| Work instructions |
Your output should be the line with "negative clicks: (406, 240)" plus all following lines to the end of the records, exactly as written and nothing more.

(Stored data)
== Segment start ==
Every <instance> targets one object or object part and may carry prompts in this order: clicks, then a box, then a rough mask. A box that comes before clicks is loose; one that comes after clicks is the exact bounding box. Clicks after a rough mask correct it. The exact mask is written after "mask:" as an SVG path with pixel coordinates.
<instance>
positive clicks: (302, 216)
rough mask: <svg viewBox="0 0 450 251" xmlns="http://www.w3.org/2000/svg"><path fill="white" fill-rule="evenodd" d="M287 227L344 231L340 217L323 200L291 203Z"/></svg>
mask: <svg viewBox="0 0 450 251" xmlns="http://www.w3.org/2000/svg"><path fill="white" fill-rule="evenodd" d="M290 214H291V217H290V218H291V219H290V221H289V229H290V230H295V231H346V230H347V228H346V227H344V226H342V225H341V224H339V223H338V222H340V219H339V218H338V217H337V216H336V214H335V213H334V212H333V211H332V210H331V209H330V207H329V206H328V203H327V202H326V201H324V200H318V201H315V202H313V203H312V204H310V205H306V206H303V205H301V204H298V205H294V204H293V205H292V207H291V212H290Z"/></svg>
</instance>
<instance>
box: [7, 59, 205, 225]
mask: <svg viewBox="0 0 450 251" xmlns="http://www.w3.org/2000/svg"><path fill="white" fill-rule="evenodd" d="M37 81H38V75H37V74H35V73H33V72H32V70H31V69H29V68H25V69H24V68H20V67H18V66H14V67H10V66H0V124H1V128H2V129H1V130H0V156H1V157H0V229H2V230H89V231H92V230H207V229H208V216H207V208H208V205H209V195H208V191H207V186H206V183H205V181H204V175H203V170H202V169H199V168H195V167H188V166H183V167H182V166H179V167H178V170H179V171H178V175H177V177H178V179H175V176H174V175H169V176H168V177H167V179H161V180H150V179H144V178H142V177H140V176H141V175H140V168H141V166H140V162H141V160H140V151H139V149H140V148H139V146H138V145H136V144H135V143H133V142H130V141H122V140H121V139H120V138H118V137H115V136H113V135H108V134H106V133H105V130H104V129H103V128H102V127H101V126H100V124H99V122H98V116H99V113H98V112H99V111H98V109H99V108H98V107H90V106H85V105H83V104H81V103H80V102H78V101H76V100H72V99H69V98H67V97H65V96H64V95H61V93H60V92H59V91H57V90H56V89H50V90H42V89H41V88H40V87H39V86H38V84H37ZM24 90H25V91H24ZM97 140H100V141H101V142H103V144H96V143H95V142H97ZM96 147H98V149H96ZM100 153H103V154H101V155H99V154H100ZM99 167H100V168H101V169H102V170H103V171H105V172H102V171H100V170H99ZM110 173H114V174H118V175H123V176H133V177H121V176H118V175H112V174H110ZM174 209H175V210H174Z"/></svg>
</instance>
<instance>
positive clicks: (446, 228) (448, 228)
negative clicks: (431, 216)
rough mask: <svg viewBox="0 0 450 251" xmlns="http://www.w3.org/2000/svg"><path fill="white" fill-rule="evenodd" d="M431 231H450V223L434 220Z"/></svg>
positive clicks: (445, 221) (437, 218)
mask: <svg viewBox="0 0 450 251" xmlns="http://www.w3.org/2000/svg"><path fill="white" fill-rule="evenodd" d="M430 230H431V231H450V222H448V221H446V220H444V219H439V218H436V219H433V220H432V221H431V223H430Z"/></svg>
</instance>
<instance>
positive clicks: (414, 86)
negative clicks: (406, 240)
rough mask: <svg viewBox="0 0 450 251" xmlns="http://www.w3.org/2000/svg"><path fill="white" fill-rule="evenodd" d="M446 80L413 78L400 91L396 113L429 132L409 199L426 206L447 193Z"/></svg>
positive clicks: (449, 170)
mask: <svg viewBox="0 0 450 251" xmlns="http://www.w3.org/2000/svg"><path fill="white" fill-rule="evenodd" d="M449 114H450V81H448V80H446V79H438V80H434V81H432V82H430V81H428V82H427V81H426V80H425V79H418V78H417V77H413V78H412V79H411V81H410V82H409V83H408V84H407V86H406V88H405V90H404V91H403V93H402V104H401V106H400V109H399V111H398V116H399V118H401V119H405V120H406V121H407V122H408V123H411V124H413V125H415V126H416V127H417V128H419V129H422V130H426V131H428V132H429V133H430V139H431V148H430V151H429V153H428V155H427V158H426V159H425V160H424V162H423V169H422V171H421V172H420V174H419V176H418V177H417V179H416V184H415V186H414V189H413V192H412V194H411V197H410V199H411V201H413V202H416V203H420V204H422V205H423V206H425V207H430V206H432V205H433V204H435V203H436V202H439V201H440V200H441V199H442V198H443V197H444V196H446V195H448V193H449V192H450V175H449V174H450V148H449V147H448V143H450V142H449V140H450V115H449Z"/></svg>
== Segment end ==
| Solution |
negative clicks: (406, 240)
rough mask: <svg viewBox="0 0 450 251" xmlns="http://www.w3.org/2000/svg"><path fill="white" fill-rule="evenodd" d="M446 80L413 78L400 91L396 113L429 132L409 199L426 206L447 193Z"/></svg>
positive clicks: (449, 170)
mask: <svg viewBox="0 0 450 251" xmlns="http://www.w3.org/2000/svg"><path fill="white" fill-rule="evenodd" d="M449 114H450V81H448V80H446V79H438V80H434V81H432V82H430V81H428V82H427V81H426V80H425V79H418V78H417V77H413V78H412V79H411V81H410V82H409V83H408V84H407V86H406V88H405V90H404V91H403V93H402V104H401V106H400V109H399V111H398V116H399V118H401V119H405V120H406V121H407V122H408V123H411V124H413V125H415V126H416V127H417V128H419V129H422V130H426V131H428V132H429V133H430V139H431V148H430V151H429V153H428V155H427V158H426V159H425V160H424V162H423V169H422V171H421V172H420V174H419V176H418V177H417V179H416V184H415V186H414V189H413V192H412V194H411V197H410V199H411V201H413V202H416V203H420V204H422V205H423V206H425V207H430V206H432V205H433V204H435V203H436V202H439V201H440V200H441V199H442V198H443V197H444V196H446V195H448V193H449V192H450V175H449V174H450V148H449V147H448V143H450V142H449V140H450V115H449Z"/></svg>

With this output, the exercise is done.